(Stored records)

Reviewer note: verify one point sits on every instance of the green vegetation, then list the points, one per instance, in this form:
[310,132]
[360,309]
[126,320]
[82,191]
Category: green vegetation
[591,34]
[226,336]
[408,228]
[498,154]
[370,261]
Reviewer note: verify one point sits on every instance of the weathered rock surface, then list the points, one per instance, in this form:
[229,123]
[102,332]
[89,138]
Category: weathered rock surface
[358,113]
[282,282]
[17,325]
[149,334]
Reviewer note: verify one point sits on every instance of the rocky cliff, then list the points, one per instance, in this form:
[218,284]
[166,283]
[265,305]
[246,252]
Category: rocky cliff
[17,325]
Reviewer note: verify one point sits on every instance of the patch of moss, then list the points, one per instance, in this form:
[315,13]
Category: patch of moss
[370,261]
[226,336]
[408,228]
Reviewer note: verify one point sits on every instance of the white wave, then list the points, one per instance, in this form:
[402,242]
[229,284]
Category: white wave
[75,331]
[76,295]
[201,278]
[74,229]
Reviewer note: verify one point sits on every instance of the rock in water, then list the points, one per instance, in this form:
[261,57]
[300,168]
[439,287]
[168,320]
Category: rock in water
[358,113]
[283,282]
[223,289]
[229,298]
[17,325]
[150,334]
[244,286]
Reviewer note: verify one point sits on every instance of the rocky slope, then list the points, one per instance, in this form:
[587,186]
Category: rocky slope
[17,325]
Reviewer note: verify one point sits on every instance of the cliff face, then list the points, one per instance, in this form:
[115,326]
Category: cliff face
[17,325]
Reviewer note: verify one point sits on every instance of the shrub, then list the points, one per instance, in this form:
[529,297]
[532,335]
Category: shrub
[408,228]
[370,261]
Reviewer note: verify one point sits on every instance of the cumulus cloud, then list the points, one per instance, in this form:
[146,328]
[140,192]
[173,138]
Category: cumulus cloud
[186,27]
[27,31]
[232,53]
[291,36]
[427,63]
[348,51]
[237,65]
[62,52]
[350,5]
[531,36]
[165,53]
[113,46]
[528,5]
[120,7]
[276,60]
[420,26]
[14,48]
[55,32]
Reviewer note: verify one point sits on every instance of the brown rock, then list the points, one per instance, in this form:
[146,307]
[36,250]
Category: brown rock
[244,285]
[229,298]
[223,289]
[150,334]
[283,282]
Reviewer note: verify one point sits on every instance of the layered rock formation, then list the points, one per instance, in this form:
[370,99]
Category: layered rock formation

-- Activity --
Please transcribe exactly the line containing "Category: cumulus cloud" and every line after it through the end of the records, and nothing else.

-- Your solution --
Category: cumulus cloud
[186,27]
[27,31]
[232,53]
[291,36]
[427,63]
[348,51]
[237,65]
[62,52]
[350,5]
[531,36]
[165,53]
[113,46]
[528,5]
[120,7]
[276,60]
[420,26]
[14,48]
[55,32]
Reviewer note: verify one point sits on every instance of the brown rock, then list the points, one per instance, in this form:
[146,307]
[36,250]
Category: brown rock
[244,285]
[229,298]
[223,289]
[150,334]
[283,282]
Reviewer note: verify one point sits on every instance of the layered rock formation, then list the points, one per instance, in this form:
[370,99]
Category: layered rock formation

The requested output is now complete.